• **EXERCISE REQUIREMENTS**:
Rewrite all the data below with every instance of "bounding box coordinates" swapped for "rectangle coordinates" and nothing else changed. Omit the pictures from your answer.

• **GIVEN DATA**:

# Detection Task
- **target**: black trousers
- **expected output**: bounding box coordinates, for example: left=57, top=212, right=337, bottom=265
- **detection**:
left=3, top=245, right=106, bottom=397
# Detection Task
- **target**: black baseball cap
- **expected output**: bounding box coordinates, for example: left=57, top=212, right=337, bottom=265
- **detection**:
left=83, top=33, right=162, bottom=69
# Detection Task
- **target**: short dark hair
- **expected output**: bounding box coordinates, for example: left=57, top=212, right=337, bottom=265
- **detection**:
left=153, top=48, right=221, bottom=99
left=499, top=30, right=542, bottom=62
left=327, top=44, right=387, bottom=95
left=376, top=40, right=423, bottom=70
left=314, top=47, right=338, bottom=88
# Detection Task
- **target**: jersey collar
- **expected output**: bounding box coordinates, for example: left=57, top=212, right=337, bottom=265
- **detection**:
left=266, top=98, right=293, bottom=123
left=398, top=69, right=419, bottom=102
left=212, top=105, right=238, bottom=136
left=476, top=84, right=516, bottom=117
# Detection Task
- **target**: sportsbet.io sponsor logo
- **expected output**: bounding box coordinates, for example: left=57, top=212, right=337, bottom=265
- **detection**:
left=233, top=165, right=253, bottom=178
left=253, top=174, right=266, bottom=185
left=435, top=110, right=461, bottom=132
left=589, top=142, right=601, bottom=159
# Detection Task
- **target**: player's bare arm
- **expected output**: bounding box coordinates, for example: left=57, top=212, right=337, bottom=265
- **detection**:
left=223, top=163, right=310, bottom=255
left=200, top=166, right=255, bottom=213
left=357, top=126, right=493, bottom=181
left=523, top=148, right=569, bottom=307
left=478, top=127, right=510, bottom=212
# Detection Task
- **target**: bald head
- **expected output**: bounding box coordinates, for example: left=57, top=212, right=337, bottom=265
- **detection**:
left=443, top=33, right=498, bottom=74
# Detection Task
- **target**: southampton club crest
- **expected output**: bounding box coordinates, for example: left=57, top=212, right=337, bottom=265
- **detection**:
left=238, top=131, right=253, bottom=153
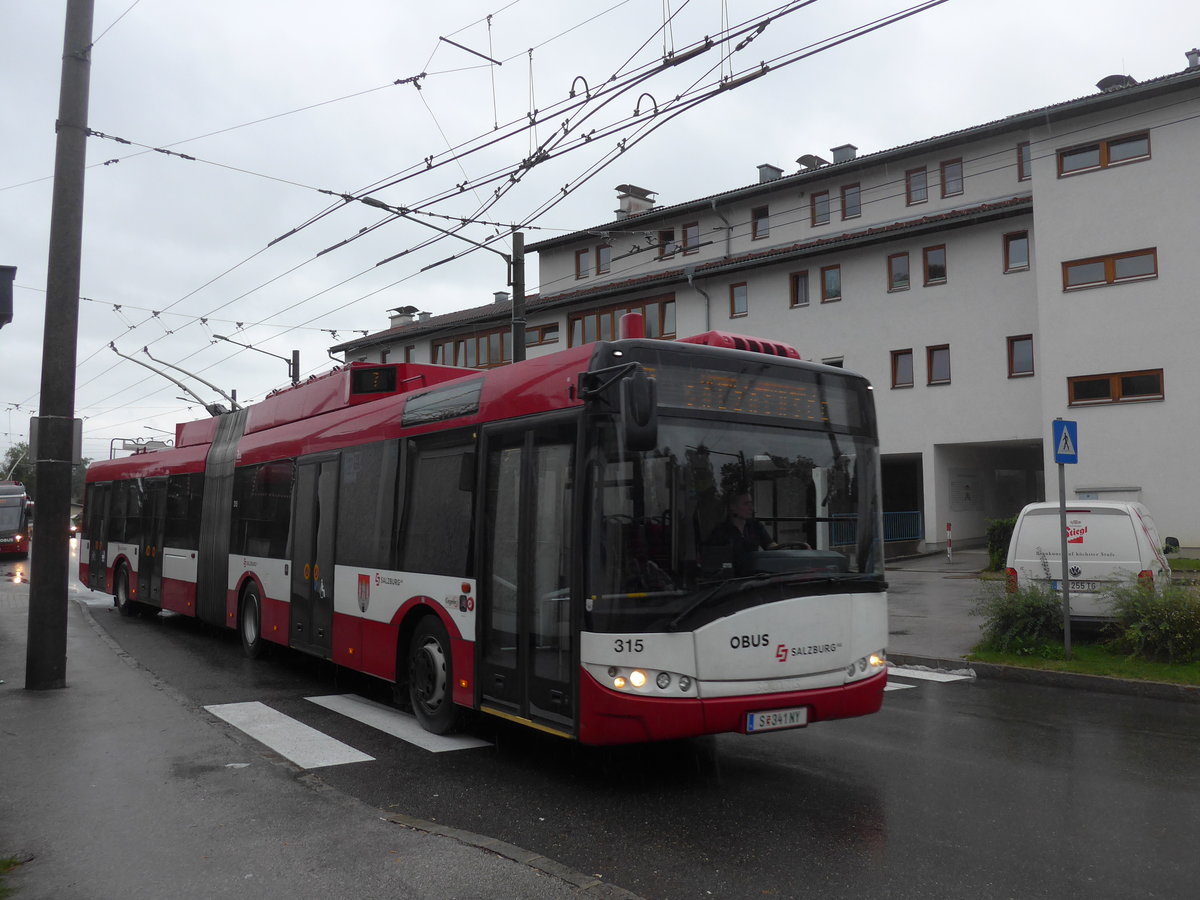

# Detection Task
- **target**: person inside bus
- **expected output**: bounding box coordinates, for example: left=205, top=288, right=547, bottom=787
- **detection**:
left=707, top=492, right=779, bottom=561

• **EXERCISE OUTPUT**:
# Detection Task
- **target**: black trousers
- **expected output**: rectangle coordinates, for example: left=57, top=212, right=337, bottom=265
- **detection**:
left=3, top=245, right=106, bottom=397
# Detection Task
- **target**: black baseball cap
- **expected output**: rectangle coordinates, for example: left=57, top=212, right=337, bottom=265
- **detection**:
left=83, top=33, right=162, bottom=69
# Detection Task
- **target**: short dark hair
- **expected output**: rectangle coordinates, for example: left=57, top=212, right=337, bottom=265
- **detection**:
left=153, top=48, right=221, bottom=99
left=499, top=30, right=542, bottom=62
left=327, top=44, right=387, bottom=95
left=376, top=40, right=423, bottom=70
left=314, top=47, right=338, bottom=88
# Detection Task
- **target**: jersey collar
- **expected output**: rectangle coordinates, for example: left=57, top=212, right=337, bottom=265
- **detection**:
left=266, top=98, right=293, bottom=123
left=398, top=69, right=419, bottom=102
left=212, top=105, right=238, bottom=136
left=476, top=84, right=516, bottom=117
# Detection Task
- **target**: sportsbet.io sponsor logo
- **expected output**: rectangle coordinates, for example: left=57, top=212, right=337, bottom=265
- **detection**:
left=233, top=165, right=253, bottom=178
left=253, top=174, right=266, bottom=185
left=435, top=110, right=461, bottom=132
left=589, top=142, right=601, bottom=159
# Detection Task
- **target**: player's bare arm
- **expected output**: rectangle coordinates, for example: left=57, top=212, right=337, bottom=265
- **detection**:
left=223, top=163, right=310, bottom=255
left=200, top=166, right=255, bottom=213
left=357, top=126, right=493, bottom=181
left=523, top=148, right=569, bottom=307
left=478, top=127, right=510, bottom=212
# Detection Task
- **target**: bald head
- **expected output**: rectangle coordinates, for example: left=57, top=212, right=337, bottom=265
- **detection**:
left=443, top=33, right=498, bottom=74
# Detection Task
- **target**: southampton club crest
- **expected output**: rectangle coordinates, for example: left=57, top=212, right=337, bottom=265
- **detection**:
left=238, top=131, right=253, bottom=153

# Detection Task
- **target**: person inside bus
- **expected output**: rectangle coordinates, for example: left=205, top=288, right=547, bottom=787
- **detection**:
left=707, top=492, right=779, bottom=561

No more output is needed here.